=== Given data ===

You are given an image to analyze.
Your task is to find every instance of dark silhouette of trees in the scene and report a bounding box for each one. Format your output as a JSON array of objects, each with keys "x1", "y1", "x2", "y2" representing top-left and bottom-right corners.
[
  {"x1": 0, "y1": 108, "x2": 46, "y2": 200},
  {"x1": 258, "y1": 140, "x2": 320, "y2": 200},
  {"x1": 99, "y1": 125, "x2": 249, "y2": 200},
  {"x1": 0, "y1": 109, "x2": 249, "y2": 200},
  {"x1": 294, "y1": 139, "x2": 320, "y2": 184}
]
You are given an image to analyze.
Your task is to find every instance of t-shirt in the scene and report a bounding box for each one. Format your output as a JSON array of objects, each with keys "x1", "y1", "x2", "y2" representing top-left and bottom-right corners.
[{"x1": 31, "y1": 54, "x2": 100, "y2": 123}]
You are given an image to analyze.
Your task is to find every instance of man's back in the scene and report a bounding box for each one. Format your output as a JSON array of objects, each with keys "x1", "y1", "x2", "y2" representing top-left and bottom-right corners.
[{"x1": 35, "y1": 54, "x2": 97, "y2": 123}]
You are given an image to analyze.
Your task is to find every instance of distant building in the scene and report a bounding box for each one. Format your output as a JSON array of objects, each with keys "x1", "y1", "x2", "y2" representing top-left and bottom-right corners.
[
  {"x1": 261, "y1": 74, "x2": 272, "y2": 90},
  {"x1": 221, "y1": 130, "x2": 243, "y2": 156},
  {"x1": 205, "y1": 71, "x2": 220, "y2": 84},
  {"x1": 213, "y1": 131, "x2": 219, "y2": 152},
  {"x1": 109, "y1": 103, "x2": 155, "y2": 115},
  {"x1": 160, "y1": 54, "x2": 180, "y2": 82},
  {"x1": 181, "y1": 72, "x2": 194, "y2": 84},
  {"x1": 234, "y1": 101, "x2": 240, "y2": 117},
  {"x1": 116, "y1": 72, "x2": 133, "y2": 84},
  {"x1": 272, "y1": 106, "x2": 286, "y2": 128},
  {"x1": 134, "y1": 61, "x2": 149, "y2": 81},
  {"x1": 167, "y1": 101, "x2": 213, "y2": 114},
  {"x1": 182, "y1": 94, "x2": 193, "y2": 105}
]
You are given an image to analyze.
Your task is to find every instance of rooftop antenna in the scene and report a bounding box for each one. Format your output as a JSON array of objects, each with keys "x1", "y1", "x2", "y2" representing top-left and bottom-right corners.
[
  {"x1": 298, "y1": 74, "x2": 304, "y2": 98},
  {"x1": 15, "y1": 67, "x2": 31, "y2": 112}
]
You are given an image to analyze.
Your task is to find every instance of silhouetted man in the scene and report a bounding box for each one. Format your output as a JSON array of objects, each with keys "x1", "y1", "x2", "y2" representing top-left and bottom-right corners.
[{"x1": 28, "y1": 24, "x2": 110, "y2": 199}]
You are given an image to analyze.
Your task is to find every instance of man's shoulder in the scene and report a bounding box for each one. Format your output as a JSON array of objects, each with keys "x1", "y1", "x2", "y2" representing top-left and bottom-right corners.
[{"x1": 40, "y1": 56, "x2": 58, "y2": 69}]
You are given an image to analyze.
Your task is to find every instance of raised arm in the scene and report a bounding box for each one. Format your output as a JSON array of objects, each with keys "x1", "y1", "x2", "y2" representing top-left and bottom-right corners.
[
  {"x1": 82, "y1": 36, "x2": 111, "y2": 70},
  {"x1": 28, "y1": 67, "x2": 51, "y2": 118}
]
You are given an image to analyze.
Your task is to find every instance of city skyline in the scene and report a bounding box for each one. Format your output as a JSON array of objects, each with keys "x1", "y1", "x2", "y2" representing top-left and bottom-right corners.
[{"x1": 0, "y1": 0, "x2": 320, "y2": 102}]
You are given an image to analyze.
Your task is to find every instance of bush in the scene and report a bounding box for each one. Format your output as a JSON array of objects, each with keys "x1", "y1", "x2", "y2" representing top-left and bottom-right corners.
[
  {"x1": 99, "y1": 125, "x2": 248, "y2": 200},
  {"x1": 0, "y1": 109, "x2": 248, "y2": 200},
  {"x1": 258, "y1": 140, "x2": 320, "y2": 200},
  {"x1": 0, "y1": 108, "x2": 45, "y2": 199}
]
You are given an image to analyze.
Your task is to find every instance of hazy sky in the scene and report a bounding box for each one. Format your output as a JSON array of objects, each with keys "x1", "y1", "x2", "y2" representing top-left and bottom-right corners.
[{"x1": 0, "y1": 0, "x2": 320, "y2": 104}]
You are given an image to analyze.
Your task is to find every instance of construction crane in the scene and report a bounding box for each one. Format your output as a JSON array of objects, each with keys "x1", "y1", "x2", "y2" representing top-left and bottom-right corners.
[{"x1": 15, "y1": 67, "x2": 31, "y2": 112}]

===

— Task —
Return every line of the records that contains the word "shoulder".

— Response to the task —
Your task is to find every instance of man's shoulder in the scene and report a bounding box for each one. Format your output as a JSON array of objects, each with keys "x1", "y1", "x2", "y2" representing top-left and bottom-right corners.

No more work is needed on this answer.